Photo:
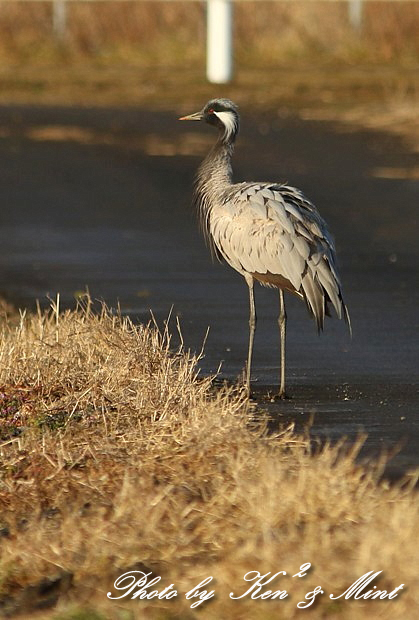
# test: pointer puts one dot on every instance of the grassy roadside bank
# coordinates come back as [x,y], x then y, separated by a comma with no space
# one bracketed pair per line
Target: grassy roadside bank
[115,457]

-- -- --

* **Task to complete**
Copy every line of the entries above word for word, but leave the pictures out.

* **Full response**
Photo:
# test: pointer puts one dot on every instance of the grassy roadside bank
# coordinates come back as [x,y], x then y, separated by a comma with no space
# one bracketed pair per line
Target: grassy roadside bank
[115,457]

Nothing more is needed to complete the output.